State how many lines of the records contain the string "jacket", treating uppercase and lowercase letters as different. Give the number alone.

## Given data
+ + + +

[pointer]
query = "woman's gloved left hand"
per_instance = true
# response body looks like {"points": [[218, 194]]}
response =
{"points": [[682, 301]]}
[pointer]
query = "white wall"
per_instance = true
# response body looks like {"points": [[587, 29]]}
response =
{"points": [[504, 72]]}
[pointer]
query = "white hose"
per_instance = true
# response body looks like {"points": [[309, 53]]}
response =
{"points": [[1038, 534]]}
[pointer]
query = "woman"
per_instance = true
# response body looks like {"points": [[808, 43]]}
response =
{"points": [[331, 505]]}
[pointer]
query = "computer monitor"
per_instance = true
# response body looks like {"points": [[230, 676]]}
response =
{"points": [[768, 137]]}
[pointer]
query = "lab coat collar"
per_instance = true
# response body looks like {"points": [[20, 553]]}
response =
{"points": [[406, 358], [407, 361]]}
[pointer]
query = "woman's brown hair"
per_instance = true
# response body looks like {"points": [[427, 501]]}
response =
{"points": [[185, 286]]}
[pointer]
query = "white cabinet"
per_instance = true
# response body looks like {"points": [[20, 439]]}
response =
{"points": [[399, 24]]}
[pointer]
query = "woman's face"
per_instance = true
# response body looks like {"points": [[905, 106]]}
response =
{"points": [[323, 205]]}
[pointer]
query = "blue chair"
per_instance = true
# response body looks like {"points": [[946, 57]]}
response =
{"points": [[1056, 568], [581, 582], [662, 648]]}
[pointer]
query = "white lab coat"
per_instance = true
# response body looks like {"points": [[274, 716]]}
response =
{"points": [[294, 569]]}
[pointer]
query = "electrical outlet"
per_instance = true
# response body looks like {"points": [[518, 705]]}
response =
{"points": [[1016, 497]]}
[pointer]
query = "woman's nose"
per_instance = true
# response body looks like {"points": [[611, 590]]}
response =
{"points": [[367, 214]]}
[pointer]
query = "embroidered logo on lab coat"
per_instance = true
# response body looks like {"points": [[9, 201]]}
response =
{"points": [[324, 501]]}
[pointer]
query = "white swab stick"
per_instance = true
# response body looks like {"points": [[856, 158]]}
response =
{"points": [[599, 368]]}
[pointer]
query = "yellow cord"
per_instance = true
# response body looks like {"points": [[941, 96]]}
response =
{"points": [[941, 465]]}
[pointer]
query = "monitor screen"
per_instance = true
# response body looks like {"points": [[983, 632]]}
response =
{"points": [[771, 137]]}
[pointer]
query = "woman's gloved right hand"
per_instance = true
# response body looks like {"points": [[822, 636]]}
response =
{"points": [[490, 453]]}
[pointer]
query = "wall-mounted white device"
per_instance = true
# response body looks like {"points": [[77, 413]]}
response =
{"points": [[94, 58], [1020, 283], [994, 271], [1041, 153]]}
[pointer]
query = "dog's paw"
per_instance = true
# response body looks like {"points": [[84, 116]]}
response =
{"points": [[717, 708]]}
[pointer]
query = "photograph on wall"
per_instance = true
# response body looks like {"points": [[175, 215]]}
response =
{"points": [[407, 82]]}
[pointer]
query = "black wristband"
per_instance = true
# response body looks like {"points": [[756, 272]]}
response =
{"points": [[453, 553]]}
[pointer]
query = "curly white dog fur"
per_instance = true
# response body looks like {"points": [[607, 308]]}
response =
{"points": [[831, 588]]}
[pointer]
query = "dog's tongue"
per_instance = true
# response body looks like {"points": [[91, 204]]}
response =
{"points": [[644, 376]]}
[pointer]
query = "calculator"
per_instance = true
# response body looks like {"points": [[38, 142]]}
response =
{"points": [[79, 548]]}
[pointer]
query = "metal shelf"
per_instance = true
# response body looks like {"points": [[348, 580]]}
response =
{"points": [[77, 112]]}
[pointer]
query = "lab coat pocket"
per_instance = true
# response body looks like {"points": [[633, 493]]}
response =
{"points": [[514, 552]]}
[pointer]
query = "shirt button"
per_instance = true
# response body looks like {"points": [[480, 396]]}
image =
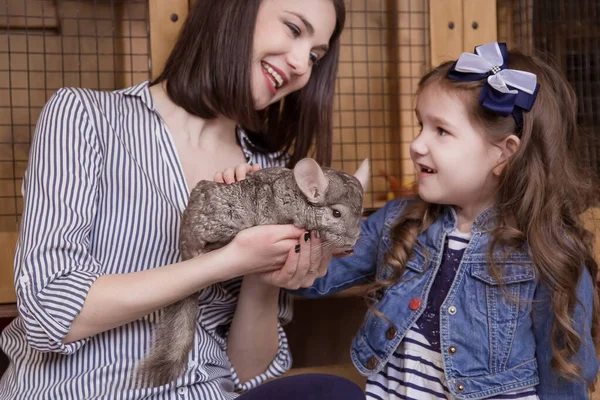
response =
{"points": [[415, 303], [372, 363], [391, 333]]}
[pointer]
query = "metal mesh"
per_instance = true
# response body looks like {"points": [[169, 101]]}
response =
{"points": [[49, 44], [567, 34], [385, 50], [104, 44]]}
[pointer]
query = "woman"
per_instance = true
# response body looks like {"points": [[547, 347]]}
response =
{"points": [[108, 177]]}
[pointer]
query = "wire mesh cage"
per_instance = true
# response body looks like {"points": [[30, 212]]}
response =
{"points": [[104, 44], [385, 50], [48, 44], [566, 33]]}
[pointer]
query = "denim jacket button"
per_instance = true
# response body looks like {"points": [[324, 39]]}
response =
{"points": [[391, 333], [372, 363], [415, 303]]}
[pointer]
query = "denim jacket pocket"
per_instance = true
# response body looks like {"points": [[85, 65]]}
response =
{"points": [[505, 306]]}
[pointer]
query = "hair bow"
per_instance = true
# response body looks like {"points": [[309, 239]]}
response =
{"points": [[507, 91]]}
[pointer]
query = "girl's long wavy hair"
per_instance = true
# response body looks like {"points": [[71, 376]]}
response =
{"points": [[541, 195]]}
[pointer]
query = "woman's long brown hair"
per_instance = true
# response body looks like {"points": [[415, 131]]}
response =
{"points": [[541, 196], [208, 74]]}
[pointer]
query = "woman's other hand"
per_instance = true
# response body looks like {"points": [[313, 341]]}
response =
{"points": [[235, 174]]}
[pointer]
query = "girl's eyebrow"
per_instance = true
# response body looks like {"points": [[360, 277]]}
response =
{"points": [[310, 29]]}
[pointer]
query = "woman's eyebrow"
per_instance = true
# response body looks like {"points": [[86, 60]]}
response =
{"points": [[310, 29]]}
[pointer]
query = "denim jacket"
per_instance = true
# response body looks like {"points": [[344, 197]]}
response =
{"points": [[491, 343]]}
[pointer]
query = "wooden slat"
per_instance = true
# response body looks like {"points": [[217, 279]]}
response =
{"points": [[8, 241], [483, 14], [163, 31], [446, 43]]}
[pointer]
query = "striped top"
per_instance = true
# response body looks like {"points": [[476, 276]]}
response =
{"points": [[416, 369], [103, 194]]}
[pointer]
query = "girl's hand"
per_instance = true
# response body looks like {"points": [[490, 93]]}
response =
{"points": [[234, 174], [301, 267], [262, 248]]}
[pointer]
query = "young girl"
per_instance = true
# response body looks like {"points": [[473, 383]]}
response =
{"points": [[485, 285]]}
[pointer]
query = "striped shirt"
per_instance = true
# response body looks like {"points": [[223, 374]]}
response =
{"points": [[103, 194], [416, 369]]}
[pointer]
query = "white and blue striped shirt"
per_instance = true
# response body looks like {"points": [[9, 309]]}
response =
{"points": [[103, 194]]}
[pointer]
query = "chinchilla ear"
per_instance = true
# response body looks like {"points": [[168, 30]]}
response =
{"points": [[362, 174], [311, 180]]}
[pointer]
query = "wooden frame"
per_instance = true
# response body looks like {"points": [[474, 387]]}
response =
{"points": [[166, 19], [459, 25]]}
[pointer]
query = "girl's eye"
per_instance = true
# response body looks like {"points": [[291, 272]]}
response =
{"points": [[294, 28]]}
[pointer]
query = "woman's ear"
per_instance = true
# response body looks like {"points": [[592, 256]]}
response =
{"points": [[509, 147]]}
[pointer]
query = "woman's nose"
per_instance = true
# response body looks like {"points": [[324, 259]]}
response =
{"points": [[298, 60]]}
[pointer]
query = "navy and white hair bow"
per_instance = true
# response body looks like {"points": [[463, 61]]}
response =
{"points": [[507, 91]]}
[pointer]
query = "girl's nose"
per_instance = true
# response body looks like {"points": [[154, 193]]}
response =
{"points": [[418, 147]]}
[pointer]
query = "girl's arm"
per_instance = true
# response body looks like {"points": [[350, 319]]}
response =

+ + + +

## Solution for this task
3